### REQUIRED ACTION
Would you copy the lines below exactly and omit the images?

### DATASET CONTENT
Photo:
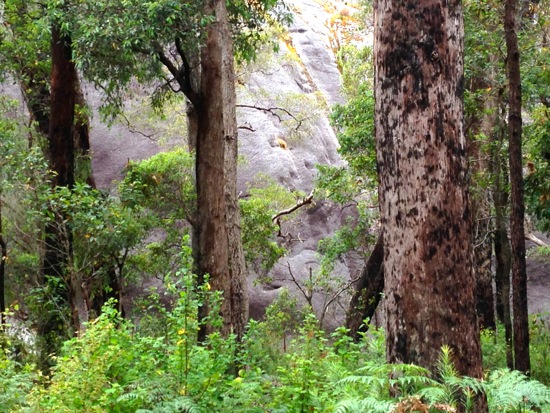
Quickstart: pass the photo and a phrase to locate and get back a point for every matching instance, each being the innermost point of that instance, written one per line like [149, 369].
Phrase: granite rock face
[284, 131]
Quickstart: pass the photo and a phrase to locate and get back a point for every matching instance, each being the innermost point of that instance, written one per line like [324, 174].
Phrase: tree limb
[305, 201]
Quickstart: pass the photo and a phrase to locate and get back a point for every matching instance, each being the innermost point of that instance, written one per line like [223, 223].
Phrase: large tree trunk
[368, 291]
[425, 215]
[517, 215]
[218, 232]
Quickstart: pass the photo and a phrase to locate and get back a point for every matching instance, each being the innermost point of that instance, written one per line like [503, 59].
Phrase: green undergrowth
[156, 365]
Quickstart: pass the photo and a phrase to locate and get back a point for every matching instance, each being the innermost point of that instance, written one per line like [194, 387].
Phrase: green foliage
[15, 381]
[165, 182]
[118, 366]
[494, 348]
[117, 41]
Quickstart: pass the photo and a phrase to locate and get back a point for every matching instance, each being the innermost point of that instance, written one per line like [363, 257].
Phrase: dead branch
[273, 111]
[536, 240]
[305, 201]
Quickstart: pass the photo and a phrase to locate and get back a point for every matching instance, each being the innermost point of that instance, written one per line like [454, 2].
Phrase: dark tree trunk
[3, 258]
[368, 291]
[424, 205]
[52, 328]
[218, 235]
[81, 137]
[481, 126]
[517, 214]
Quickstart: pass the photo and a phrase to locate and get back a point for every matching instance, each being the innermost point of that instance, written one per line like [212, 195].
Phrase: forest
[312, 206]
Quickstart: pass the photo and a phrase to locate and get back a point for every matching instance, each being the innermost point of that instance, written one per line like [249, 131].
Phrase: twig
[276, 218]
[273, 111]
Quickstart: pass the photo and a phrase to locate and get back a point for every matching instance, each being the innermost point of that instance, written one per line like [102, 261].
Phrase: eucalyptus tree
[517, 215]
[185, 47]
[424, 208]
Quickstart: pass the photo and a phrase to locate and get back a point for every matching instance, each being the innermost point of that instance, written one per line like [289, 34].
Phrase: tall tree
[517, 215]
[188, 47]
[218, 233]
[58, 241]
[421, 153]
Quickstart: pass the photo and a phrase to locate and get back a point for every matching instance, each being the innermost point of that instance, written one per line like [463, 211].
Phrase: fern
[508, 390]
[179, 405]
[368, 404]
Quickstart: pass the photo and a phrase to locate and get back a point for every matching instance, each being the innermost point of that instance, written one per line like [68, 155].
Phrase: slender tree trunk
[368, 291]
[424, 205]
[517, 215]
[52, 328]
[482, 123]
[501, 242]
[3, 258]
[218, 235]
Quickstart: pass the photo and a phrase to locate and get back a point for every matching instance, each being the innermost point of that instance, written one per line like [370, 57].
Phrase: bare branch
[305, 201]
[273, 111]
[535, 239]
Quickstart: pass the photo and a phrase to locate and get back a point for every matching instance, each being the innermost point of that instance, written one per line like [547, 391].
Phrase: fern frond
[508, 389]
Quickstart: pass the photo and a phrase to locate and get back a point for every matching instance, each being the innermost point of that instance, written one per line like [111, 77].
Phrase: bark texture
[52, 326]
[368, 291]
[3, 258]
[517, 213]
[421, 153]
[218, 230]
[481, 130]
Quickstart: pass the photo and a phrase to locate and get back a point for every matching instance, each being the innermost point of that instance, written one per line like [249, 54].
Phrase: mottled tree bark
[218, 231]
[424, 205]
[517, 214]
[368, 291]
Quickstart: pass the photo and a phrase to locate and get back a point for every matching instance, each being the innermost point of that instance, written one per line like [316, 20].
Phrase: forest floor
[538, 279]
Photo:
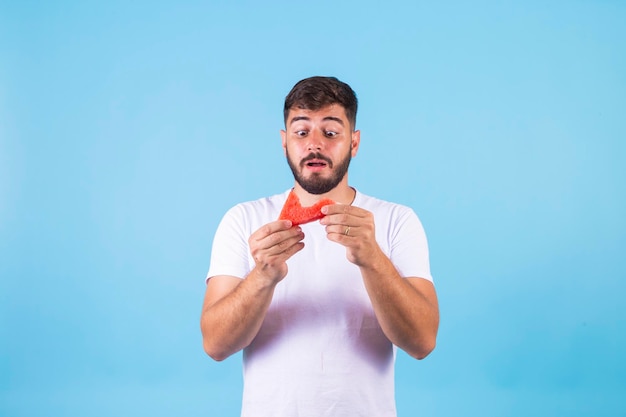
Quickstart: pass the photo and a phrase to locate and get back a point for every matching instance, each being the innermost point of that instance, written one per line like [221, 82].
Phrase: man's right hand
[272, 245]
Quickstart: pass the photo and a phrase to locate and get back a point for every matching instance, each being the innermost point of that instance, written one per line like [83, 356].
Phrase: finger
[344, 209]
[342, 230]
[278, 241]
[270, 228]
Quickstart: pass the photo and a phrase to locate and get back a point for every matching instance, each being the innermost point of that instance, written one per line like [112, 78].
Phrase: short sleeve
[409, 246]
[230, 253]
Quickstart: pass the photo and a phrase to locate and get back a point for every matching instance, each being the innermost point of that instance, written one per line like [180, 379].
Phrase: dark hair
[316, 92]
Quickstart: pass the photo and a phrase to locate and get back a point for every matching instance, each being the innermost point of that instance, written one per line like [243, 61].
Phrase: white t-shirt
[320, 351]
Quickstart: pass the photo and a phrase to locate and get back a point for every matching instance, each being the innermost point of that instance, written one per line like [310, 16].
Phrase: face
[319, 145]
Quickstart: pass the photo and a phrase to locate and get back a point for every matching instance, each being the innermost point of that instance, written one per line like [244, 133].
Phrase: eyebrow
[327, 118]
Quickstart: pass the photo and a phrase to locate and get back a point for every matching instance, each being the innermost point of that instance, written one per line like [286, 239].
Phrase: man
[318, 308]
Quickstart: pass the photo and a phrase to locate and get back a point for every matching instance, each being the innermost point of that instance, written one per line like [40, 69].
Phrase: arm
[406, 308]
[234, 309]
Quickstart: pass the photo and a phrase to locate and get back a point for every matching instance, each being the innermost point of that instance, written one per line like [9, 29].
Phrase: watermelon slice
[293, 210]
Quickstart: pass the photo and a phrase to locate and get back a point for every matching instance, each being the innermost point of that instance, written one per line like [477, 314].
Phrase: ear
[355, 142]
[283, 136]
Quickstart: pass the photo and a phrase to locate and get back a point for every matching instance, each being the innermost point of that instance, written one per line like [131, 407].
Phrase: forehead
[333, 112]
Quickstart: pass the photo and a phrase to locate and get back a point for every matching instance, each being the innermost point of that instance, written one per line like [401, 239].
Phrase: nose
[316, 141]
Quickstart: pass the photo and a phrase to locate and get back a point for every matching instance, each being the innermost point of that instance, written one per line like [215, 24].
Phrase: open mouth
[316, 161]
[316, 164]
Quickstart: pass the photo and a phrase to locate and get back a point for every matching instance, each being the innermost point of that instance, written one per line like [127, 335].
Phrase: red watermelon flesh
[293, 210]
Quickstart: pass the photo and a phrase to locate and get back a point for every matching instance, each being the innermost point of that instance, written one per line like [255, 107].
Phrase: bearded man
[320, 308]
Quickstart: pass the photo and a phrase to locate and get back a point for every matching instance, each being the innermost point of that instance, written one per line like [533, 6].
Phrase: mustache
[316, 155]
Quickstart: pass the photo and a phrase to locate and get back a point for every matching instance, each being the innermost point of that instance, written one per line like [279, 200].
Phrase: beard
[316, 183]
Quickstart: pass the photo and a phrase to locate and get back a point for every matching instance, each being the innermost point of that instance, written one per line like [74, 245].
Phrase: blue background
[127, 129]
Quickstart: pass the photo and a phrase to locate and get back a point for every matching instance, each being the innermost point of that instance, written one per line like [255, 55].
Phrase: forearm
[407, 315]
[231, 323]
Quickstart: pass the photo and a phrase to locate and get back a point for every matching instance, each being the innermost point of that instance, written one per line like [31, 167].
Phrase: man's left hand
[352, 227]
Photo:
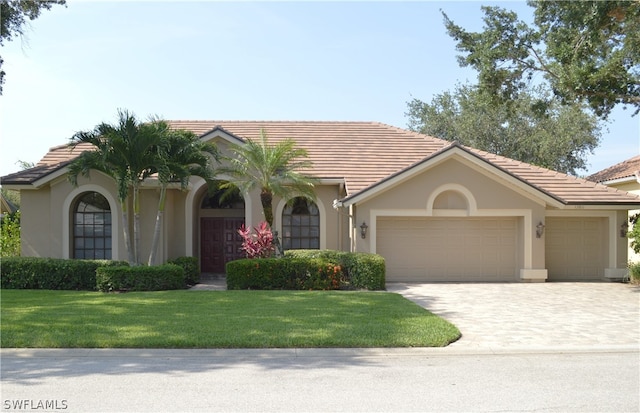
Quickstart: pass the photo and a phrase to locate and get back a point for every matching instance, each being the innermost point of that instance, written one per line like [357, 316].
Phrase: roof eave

### TASK ANSWER
Photo:
Quickstart: pass the photo and a phrase to locate and get back a point for every matching instance, each being the innermost point of that instance, written one per line like [149, 369].
Phrase: granite rock face
[284, 131]
Quickstart: pass the photo and a phrase to locate and get back a point for every matching instance, each being the innermost point of that instance, written one per line like [324, 174].
Phrase: tree limb
[305, 201]
Quickstart: pass the photo and a phrase to locate and get back a point for every matching instance, each being the innermost point of that instance, written one per line like [223, 223].
Phrase: large tree trunk
[368, 291]
[425, 215]
[517, 215]
[218, 232]
Quickstart: pass the photo and a phrase to locate and get back a point for every matching instance, each being the innermost point of that instance, written one per line like [503, 59].
Phrase: green undergrowth
[156, 365]
Quickstart: pass the photo and a phrase to locate and get back a point for every matching instance, each being the innermost point of that instance, written one per line like [194, 387].
Phrase: green foliage
[15, 381]
[165, 182]
[118, 366]
[494, 348]
[117, 41]
Quickstart: pass the photo and a phrase to locate and get back a point for every matching instance, each being the innermost point of that instance, written one per line like [363, 257].
Phrase: dead branch
[273, 111]
[536, 240]
[305, 201]
Quickstart: pass the photo and a phrase to locate and get back a point for every matching instance, each being the innermost point of that instance, written one per line like [454, 2].
Phrase: dark tree trunk
[3, 258]
[368, 291]
[424, 205]
[52, 328]
[218, 235]
[81, 137]
[481, 126]
[517, 214]
Quickstart: pass the photo and a phrase to locate and get back a point for every matching instance, each being the innermost point of that instance, written one per line like [212, 195].
Phrase: forest
[312, 206]
Quickstart: pass the photo and a phrase to locate and get back a point for every matching instance, each being the innermost point of that instance, written one per line like [249, 131].
Phrase: twig
[276, 218]
[273, 111]
Quickstart: pass the photo and a phrase to locate and get back a point for every matching instance, each being the innermost point of that instance, written one per line like [102, 261].
Phrase: eucalyptus tree
[517, 215]
[185, 47]
[424, 208]
Quickstart: pass the photo and a phrase to locate and get back a point for every matching instance, each being the innermost point of that instance, written one per line like [289, 34].
Phrase: tall tree
[517, 215]
[188, 47]
[218, 233]
[58, 241]
[421, 153]
Quickstart: pass the photo and a phrase to locate and get back a point for every matching instance, each being the innermost point of that instance, written one per line like [463, 211].
Phrase: fern
[508, 390]
[179, 405]
[368, 404]
Quickstart: pass the photo and a phrase to locate and get back a point for every matching instance, each being the innermost point of that instance, written one per line like [68, 155].
Phrase: slender tree trunk
[368, 291]
[424, 205]
[517, 215]
[52, 328]
[482, 123]
[501, 242]
[3, 258]
[218, 235]
Quickstart: pass the photo and a phrase to locate and get back a point for every matching instance, each being the innermost point of that instance, written one per line like [370, 57].
Phrase: bare branch
[305, 201]
[273, 111]
[535, 239]
Quickstart: pass the photo and a phrase to locate and get back a point for every matching instance, each being the innermost point of that instance, written one per line like [547, 391].
Phrase: fern frond
[508, 389]
Quickstart: pass the photo and a phrase to locate and get back a point for every matching instance, each being the innermost point of that instance, written one per line like [111, 77].
Phrase: bark texture
[52, 326]
[368, 291]
[3, 258]
[517, 213]
[421, 153]
[218, 230]
[481, 130]
Quickstart: pass the photo and a phrase to locate and get back a point for every matching instance, each being the innermost point of that instance, written one per line like [249, 54].
Phrase: mottled tree bark
[218, 231]
[424, 205]
[517, 214]
[368, 291]
Quickstart: pass the photo and a phrase to locate and get back a point for every matching instance, each being the innermost point of that instance, written one per line like [316, 20].
Phrase: forest floor
[538, 279]
Photo:
Quickstart: pass the photo and a phrase to locate and get back a point for every matching instance, each being the innermost point of that instance, written one per line like [221, 82].
Phrase: man's right hand
[272, 245]
Quickstart: pass the photo and a phrase to locate and get back a point for every matching instance, each being the innermost point of that instance, written one per line like [83, 356].
Phrase: finger
[344, 209]
[342, 230]
[278, 241]
[270, 228]
Quickstart: pass the photo and a phrase to locate and get back a point for every matching instance, each being the innermost point of that instance, written one per line like [112, 78].
Phrase: short sleeve
[409, 246]
[230, 253]
Quickstart: pass the photo and a phrase to locate and get back a point for every matching instance, each being the innermost point of that instance, written one per line like [180, 379].
Phrase: dark hair
[316, 92]
Quickstart: pass the photo and a phrase to locate and get back a point for every matching instance, each being the innermost point of that instance, written one per line like [243, 61].
Phrase: white t-shirt
[320, 351]
Quickstart: pass the photo and a phrase to locate and get back a point for every matching instance, each being the innermost point of that instance, written one per line like [310, 16].
Phrase: face
[319, 145]
Quickstart: pass the photo and a phrase to locate and get back a point for every matching instance, each being the innermost point of that instance, written one per line like [244, 133].
Phrase: eyebrow
[327, 118]
Quickstart: pass the photo and a phrase to locate and get back a point for every matching instance, each being the innermost point of that instance, written one per line like [286, 239].
Phrase: man
[318, 308]
Quickstart: pass the photo and a phrase to locate and get back a point for every matching instance, each being the innermost point of that instance, written one per line like [40, 69].
Phrase: arm
[406, 308]
[234, 309]
Quickstart: pass the photo and a phrase to locate and get back a point for every matching instance, each being the innermost point of that instance, written one per line like [9, 29].
Phrase: watermelon slice
[293, 210]
Quickstart: pass the photo and a phrase to locate and get back a point for every matching instance, each being the innermost point of that instance, written one per line like [477, 314].
Phrase: ear
[355, 142]
[283, 136]
Quickstart: pass the photo and a phrase to locate and get back a point for every matching instance, each being the innermost point of that instance, written one per line like [131, 407].
Phrase: forehead
[333, 112]
Quickstart: pass the photo and a phrase to locate and get back a point for every matching instance, each being the innermost point of that instance, written one per line like [401, 239].
Phrase: nose
[316, 141]
Quickstart: pass the photo and a phrase to locate and get back a point for every matching instance, each being the innermost point of that instance, written one per line like [215, 24].
Phrase: open mouth
[316, 161]
[316, 164]
Quickstart: pass the photo and a phrase to locate and get back a point for every matching instance, each being the innermost point of that instance, written one per line like [127, 335].
Phrase: red watermelon flesh
[293, 210]
Quickstart: pass the photo and a phrase to locate and get back a point for every matching instance, each being the innermost point of that instance, written one per line like [255, 107].
Phrase: bearded man
[320, 308]
Quickstart: pass the photo and a phrase to locate and get back a point for every matching instance, each being the innermost point of that instance, written one per line like [533, 6].
Phrase: mustache
[316, 155]
Quickstart: pass the photo and a phrase to locate and get back a point for every matching instance, each being the innermost point of that instance, written one per line like [279, 200].
Phrase: beard
[316, 183]
Quickstart: pass the photo and a phrase to locate and get back a point for every matching instance, each being the innermost point of that instance, written one per line like [74, 245].
Phrase: blue background
[127, 129]
Quickstart: pass the photo and a phrase to locate and get back a point for every matching instance, each being the innermost point of that instance, written one per line like [255, 55].
Phrase: forearm
[407, 315]
[231, 323]
Quickstart: pass the photo and a phrase to locate and get back a point for every matching instance, each being the innermost point of that instance, written one per line like [31, 167].
Phrase: man's left hand
[352, 227]
Photo:
Quickstart: pass the photo and a phrase to locate and get back a point for every matching instance, each being the innermost point of that instance, written one per line like [357, 316].
Phrase: roof eave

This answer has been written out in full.